**DIRECTION:** Rewrite the lines below as a Markdown table with two columns, "Row" for the row number and "Text" for the line, leaving out any blank lines.

--- start ---

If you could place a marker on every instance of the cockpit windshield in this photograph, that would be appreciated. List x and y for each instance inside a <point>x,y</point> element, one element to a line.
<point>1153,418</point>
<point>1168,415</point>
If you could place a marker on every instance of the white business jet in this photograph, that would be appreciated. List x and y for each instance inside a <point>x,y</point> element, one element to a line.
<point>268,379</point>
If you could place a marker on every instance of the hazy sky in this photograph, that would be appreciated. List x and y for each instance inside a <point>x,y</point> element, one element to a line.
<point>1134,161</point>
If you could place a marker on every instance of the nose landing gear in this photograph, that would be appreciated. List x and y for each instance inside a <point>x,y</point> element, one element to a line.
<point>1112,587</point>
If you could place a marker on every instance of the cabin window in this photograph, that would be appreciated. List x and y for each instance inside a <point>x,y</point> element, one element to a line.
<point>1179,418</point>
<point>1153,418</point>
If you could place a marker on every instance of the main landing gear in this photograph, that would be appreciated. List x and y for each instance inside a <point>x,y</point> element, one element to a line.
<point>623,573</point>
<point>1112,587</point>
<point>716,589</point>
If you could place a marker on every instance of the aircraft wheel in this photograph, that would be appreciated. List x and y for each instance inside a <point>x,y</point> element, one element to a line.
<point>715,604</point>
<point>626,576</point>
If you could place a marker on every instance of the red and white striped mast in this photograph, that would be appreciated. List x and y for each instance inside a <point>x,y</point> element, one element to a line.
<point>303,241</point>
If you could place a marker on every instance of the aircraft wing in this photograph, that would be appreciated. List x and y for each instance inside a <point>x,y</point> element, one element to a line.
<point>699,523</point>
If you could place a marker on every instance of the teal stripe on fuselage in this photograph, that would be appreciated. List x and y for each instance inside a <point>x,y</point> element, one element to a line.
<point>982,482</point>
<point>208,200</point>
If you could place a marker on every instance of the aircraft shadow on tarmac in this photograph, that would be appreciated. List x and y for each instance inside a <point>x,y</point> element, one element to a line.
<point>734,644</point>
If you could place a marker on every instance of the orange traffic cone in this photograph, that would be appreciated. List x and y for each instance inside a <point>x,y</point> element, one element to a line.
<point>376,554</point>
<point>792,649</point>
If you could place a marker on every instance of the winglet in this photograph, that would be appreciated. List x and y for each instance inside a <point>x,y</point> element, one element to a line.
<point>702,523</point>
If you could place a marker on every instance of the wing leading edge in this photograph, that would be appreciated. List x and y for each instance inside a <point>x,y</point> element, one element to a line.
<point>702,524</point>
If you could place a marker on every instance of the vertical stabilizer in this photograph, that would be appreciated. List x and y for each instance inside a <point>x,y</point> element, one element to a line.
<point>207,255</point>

--- end ---

**OUTPUT FOR THIS EXERCISE:**
| Row | Text |
|---|---|
| 1 | If you could place a marker on every instance of the cockpit windshield in this photograph, that would be appreciated. List x and y for each instance inside a <point>x,y</point> element, one element to a line. |
| 2 | <point>1153,418</point> |
| 3 | <point>1168,415</point> |
| 4 | If you could place a marker on every instance of the white business jet in this photograph, that would be appreciated. List x and y for each instance inside a <point>x,y</point> element, one element to a line. |
| 5 | <point>268,379</point> |
| 6 | If you could place a marker on every instance of the hazy sky in this photograph, that would be appreciated. List x and y for each instance inside a <point>x,y</point> element, one element to a line. |
| 7 | <point>1134,161</point> |
| 8 | If you could place a marker on every instance of the nose landing gear in this photograph, that would be appreciated. List x and y for each instance inside a <point>x,y</point> element, one element to a line. |
| 9 | <point>1112,587</point> |
| 10 | If you could place a marker on every instance of the cabin window in this photograph, that would be appreciated. List x and y for each instance inside a <point>x,y</point> element, one element to a line. |
| 11 | <point>1179,418</point> |
| 12 | <point>1153,418</point> |
| 13 | If you could place a marker on every instance of the main landing gear in this photograph, that would be appreciated. List x and y for each instance inside a <point>x,y</point> element, one element to a line. |
| 14 | <point>623,573</point> |
| 15 | <point>1112,587</point> |
| 16 | <point>716,589</point> |
| 17 | If you could place a marker on every instance of the aircraft wheel in this photograph, that would be appreciated. List x and y for each instance inside a <point>x,y</point> element, one element to a line. |
| 18 | <point>715,604</point> |
| 19 | <point>626,576</point> |
| 20 | If you could place a marker on every instance of the red and white striped mast in this photograph, that would be appreciated. List x and y for each instance inside a <point>x,y</point> element, one element to a line. |
| 21 | <point>303,241</point> |
| 22 | If you could place a marker on every instance of the aircraft wing in this photograph, that would be appreciated. List x and y for each instance inside a <point>x,y</point> element, one element to a line. |
| 23 | <point>699,523</point> |
| 24 | If you could place a marker on every instance of the teal stripe on fuselage in this photograph, that would be appreciated. List x and y for each instance inside a <point>x,y</point> element, one element to a line. |
| 25 | <point>982,482</point> |
| 26 | <point>208,200</point> |
| 27 | If you could place a marker on every instance of the aircraft shadow on tarmac in this photograph, that would be appreciated. List x and y for each instance inside a <point>x,y</point> element, one element to a line. |
| 28 | <point>734,644</point> |
| 29 | If you could place a marker on every instance of the orange traffic cone in this photograph, that would be appreciated. List x and y for each instance inside a <point>x,y</point> element, one element to a line. |
| 30 | <point>376,554</point> |
| 31 | <point>792,649</point> |
| 32 | If you could place a marker on every instance of the winglet in this photograph, that would be appreciated. List x and y for each instance inside a <point>x,y</point> element, one element to a line. |
| 33 | <point>702,523</point> |
| 34 | If you could place a marker on every instance of the wing leading edge in this photograph, that would be appreciated. List x and y for each instance inside a <point>x,y</point> element, one element to a line. |
| 35 | <point>702,524</point> |
| 36 | If you could place a marker on every instance of the vertical stabilizer in this photograph, that would be appreciated. List x and y for each instance inside a <point>x,y</point> element, one element to a line. |
| 37 | <point>207,255</point> |